* [SET TASK]:
Count the lines of the items below that contain the word "mask", and reply with only that number.
======== SUPPLIED RECORDS ========
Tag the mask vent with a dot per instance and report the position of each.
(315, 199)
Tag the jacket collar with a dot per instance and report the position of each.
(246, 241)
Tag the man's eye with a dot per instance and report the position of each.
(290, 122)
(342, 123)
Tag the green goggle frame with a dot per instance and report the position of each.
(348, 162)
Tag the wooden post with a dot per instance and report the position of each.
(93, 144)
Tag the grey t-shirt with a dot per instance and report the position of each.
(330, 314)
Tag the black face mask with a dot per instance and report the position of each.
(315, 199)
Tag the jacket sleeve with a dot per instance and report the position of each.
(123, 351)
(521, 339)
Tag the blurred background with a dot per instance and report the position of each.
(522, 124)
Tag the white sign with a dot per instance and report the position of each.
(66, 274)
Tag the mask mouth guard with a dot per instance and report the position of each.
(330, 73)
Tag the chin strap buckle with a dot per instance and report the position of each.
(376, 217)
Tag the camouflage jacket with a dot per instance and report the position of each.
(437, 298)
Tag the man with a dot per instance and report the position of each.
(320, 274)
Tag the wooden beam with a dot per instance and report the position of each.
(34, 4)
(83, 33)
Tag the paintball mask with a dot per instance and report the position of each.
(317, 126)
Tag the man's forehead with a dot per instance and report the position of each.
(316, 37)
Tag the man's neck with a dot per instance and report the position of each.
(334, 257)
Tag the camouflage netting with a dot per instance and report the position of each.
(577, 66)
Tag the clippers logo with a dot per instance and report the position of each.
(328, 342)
========
======== SUPPLIED RECORDS ========
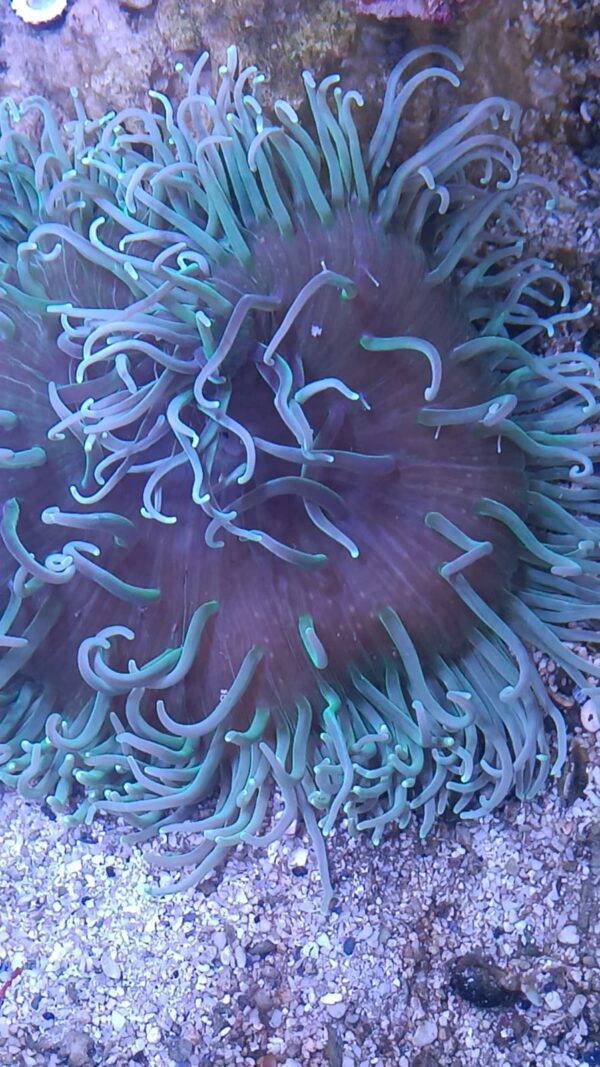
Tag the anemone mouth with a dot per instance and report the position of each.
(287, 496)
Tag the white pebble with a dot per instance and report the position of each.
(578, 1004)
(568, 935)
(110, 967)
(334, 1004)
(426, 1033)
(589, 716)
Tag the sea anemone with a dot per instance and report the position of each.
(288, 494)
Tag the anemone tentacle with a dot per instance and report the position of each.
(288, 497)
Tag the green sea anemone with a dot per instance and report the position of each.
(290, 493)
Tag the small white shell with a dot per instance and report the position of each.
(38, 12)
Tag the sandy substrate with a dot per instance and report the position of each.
========
* [ANSWER TO THIS EXERCISE]:
4